Given request:
Return every line of the items below that contains the string "water", matching case exactly.

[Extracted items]
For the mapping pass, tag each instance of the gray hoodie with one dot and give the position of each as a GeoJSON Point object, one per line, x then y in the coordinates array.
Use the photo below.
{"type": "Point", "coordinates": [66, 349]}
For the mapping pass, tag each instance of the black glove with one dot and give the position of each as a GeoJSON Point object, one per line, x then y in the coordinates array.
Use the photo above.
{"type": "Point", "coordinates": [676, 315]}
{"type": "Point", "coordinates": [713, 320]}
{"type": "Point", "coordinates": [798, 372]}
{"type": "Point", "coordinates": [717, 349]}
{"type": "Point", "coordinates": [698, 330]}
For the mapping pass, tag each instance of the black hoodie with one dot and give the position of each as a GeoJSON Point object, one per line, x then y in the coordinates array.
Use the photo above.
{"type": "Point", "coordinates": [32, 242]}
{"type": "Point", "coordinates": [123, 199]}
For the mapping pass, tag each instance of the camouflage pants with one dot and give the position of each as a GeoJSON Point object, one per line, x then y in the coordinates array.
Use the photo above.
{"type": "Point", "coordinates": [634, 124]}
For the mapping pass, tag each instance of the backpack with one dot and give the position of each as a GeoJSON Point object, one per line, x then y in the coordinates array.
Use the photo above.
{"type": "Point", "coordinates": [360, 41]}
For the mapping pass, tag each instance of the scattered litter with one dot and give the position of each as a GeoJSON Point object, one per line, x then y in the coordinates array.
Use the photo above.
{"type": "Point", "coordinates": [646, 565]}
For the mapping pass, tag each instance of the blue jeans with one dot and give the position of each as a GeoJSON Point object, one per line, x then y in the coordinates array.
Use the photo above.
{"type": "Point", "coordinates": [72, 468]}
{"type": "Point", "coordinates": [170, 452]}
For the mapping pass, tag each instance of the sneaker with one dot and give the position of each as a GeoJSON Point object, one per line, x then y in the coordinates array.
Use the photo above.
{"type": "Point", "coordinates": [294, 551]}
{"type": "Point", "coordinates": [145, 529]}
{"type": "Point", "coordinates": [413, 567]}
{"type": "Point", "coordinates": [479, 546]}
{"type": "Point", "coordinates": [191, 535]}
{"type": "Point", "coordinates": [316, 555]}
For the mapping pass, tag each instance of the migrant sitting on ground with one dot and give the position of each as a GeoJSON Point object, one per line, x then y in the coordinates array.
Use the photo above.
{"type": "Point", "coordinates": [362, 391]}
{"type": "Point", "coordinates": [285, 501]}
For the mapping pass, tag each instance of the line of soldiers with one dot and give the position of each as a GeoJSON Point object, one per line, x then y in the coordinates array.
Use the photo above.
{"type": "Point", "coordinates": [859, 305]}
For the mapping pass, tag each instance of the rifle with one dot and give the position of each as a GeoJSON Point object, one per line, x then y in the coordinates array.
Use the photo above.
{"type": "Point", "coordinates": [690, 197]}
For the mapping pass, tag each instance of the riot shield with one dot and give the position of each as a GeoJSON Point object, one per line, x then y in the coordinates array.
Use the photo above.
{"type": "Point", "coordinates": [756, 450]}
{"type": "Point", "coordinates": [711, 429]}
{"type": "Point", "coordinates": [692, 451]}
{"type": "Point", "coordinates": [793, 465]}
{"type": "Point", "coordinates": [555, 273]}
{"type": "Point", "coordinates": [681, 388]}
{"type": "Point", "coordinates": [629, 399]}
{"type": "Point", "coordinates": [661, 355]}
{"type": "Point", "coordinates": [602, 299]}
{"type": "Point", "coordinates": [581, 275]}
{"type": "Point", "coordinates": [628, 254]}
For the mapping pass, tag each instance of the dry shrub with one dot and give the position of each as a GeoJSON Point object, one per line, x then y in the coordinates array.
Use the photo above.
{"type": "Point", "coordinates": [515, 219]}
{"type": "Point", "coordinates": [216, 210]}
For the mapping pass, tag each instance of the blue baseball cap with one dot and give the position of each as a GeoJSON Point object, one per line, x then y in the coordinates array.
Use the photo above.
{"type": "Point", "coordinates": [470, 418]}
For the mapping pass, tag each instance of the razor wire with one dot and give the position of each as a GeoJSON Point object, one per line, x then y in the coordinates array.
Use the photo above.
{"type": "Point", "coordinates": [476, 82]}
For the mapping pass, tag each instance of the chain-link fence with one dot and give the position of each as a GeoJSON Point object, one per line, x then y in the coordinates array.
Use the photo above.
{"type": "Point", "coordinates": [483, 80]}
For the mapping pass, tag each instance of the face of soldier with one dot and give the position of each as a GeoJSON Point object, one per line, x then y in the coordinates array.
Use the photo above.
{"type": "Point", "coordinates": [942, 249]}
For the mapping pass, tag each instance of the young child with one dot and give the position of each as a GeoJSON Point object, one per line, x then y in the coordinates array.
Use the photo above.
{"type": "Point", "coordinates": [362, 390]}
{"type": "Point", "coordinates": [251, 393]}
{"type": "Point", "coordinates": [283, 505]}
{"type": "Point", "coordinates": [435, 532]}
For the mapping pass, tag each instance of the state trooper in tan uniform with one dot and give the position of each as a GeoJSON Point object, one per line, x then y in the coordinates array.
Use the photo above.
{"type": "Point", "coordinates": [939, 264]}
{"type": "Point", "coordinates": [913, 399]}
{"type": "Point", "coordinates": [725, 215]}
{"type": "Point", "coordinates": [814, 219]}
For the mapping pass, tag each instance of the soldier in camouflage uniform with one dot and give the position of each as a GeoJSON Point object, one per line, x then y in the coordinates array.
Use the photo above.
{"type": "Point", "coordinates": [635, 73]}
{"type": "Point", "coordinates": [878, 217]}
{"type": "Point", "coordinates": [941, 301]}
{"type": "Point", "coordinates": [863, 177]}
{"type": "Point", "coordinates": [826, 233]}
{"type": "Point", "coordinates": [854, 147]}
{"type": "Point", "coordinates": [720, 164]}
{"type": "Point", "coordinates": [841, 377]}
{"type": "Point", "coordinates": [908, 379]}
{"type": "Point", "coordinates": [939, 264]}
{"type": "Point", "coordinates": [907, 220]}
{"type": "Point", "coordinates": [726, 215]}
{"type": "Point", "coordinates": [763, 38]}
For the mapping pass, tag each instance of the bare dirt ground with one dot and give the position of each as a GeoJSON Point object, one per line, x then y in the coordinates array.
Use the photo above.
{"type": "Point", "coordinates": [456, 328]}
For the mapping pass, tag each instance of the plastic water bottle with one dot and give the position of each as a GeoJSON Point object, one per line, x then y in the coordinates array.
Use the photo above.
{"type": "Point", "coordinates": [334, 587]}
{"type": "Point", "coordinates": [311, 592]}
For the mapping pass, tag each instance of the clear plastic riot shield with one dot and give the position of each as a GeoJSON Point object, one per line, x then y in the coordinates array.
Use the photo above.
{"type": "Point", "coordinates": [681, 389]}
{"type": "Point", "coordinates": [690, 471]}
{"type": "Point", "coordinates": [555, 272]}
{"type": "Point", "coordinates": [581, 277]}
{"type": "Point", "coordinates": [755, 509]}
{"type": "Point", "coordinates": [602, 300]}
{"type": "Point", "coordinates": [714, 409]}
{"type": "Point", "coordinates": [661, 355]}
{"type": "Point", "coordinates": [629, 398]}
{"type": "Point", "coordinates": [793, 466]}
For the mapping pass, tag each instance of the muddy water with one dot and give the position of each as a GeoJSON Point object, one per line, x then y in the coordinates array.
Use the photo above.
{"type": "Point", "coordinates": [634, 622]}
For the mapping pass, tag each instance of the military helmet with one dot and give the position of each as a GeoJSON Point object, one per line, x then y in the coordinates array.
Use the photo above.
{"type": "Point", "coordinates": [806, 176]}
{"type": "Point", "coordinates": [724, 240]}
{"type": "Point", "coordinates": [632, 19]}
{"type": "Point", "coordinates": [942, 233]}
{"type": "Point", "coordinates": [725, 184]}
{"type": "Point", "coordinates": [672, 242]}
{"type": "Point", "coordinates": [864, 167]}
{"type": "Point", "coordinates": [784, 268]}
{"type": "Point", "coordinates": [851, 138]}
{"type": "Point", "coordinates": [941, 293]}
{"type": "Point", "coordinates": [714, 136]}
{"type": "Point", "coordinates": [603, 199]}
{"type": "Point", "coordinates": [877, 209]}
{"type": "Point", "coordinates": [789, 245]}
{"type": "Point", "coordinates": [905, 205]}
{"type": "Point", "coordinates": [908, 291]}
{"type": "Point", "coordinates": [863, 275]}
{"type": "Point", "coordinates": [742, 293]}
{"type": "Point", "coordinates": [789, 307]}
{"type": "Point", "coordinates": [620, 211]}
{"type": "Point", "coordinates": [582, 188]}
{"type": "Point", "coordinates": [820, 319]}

Answer to this task:
For the mapping pass, tag each instance of the plastic water bottle with one dot and give the position of each as a GeoJSON Point object, one per line, x then y in the coordinates array.
For the mapping pass, tag each instance of the muddy water with one dot and give the position of each as a GeoJSON Point object, one per line, x then y in the coordinates array.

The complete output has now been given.